→ To do:
• a. List every percentage figure given in the delegation text, along with what each one measures.
• b. From the delegation text, write out the stretch from "Delegating the ‘right’" through "of the project.".

Learning how to delegate jobs is a quick-fire way of boosting productivity within your business. However, if you don’t get it right, it could actually hamper the way your employees work.
(No pressure then!)
In fact, in a study conducted by Opus Energy, a huge portion of business owners don’t even delegate any easy tasks to their employees, with 62% wasting time checking their emails on a daily basis and 47% of them working through the weekend.
This work ethic has also resulted in 74% of SME owners stating that their relationships with their partner, friends or family have been affected by the long hours.
The truth of the matter is, there isn’t enough time in the day to do everything.
Delegating the ‘right’ way is the key. To help you achieve this, here are some actionable tips you can use for yourself.
Think about your end goal
Before you start delegating all of your tasks around the business, sit down and think about the end goal of the project.
Think of yourself as an athlete. They don’t put in their blood, sweat and tears for nothing – they set their sights on the gold medal at the Olympic Games.

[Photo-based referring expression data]

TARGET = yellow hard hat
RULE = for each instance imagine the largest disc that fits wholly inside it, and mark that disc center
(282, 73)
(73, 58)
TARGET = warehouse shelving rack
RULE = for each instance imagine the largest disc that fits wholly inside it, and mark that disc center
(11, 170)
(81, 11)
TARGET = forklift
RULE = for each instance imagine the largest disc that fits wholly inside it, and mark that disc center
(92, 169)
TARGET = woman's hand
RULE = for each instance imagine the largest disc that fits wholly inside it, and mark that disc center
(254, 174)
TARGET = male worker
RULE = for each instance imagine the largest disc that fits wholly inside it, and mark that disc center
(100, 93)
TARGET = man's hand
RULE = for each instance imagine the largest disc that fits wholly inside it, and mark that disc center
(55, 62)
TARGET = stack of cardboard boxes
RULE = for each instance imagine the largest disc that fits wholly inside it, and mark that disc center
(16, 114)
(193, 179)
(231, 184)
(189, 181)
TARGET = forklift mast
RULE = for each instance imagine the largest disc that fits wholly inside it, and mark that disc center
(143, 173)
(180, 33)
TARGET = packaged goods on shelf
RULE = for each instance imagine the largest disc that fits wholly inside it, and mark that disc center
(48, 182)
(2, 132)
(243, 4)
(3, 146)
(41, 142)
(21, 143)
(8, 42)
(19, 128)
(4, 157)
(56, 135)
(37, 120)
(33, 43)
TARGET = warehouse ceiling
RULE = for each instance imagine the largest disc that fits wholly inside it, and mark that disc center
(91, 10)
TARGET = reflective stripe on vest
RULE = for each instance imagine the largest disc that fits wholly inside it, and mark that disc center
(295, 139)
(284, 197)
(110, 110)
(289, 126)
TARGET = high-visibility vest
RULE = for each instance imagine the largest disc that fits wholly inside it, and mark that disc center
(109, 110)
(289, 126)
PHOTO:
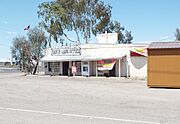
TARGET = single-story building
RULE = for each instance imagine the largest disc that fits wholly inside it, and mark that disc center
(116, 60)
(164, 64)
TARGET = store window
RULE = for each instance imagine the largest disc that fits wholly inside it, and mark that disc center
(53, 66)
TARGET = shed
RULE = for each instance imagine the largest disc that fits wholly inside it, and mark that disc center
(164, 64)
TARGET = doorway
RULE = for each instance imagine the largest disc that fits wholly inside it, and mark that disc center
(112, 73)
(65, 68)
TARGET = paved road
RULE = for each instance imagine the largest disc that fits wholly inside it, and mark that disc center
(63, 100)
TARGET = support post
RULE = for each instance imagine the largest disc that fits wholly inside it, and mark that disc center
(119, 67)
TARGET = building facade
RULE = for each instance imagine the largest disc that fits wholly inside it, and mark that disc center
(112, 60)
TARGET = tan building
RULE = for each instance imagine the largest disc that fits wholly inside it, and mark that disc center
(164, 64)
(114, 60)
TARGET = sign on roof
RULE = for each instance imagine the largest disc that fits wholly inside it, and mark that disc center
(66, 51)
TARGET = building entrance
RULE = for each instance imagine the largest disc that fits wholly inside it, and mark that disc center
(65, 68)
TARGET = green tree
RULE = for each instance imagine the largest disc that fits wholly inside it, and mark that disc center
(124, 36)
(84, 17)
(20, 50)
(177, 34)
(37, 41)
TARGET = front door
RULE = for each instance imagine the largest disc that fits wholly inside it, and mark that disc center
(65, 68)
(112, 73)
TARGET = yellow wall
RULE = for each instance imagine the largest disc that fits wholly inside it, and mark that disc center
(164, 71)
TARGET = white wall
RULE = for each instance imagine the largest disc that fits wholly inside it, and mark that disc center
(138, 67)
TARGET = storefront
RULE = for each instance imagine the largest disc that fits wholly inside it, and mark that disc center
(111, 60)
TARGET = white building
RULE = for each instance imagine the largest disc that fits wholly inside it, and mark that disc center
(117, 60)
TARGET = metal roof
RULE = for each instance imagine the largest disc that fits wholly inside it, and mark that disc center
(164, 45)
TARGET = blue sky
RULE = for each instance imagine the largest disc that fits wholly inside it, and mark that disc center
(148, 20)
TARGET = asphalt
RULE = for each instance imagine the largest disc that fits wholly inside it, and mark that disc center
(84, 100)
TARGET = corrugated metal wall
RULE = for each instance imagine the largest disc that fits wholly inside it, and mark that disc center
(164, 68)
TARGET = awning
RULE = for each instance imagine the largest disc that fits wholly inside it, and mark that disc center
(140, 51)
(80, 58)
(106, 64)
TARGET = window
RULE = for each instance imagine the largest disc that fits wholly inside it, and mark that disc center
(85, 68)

→ Expected outputs:
• a.
- 62%: business owners wasting time checking their emails on a daily basis
- 47%: business owners working through the weekend
- 74%: SME owners stating that their relationships with their partner, friends or family have been affected by the long hours

• b.
Delegating the ‘right’ way is the key. To help you achieve this, here are some actionable tips you can use for yourself.
Think about your end goal
Before you start delegating all of your tasks around the business, sit down and think about the end goal of the project.